__TEXTO CITADO__:
--------
Archivos para abril 30, 2017

Morelia 1997

Antes de darle el primer sorbo a su café, Sandra abrió desmesuradamente los ojos y soltó la pregunta como un poderoso «upper cut»:

– ¿Has estado en la cárcel?
– No, respondí de inmediato. Ahí me di cuenta de lo diferente que éramos.

De ojos grandes y expresivos, pestañas de ensueño, una cabellera que le caía como cascada hasta los hombros, caderas anchas y tez canela, Sandra era una bella moreliana, estudiante de Economía con la que compartía algunas clases en el ITAM.

Aunque su padre era un importante funcionario del gobierno de Michoacán, ella tenía una sensibilidad especial para los temas sociales. Colaboraba en algunas fundaciones, en las que trabajaba con niños en situación de calle y con menores infractores. Quizá por eso, mi cara de maleante, le recordó su trabajo en el tutelar.
--------
__REGISTROS ENUMERADOS__:

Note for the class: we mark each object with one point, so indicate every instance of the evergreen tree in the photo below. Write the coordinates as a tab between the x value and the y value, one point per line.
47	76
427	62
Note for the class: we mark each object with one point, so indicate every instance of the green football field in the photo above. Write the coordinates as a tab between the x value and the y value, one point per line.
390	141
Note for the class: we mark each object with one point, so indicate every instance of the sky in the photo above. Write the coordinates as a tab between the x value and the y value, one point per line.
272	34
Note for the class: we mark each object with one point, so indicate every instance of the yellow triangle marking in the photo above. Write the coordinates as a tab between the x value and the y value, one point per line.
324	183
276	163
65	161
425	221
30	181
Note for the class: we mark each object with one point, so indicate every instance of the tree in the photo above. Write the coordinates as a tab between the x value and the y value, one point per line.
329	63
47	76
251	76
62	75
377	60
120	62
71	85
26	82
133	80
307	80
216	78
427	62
--------
__ENUNCIADO DEL EJERCICIO__: Repite íntegro el texto citado sobre Morelia 1997, sin cambiar ni una palabra ni un signo.

__SOLUCIÓN DEL PROBLEMA__:
Archivos para abril 30, 2017

Morelia 1997

Antes de darle el primer sorbo a su café, Sandra abrió desmesuradamente los ojos y soltó la pregunta como un poderoso «upper cut»:

– ¿Has estado en la cárcel?
– No, respondí de inmediato. Ahí me di cuenta de lo diferente que éramos.

De ojos grandes y expresivos, pestañas de ensueño, una cabellera que le caía como cascada hasta los hombros, caderas anchas y tez canela, Sandra era una bella moreliana, estudiante de Economía con la que compartía algunas clases en el ITAM.

Aunque su padre era un importante funcionario del gobierno de Michoacán, ella tenía una sensibilidad especial para los temas sociales. Colaboraba en algunas fundaciones, en las que trabajaba con niños en situación de calle y con menores infractores. Quizá por eso, mi cara de maleante, le recordó su trabajo en el tutelar.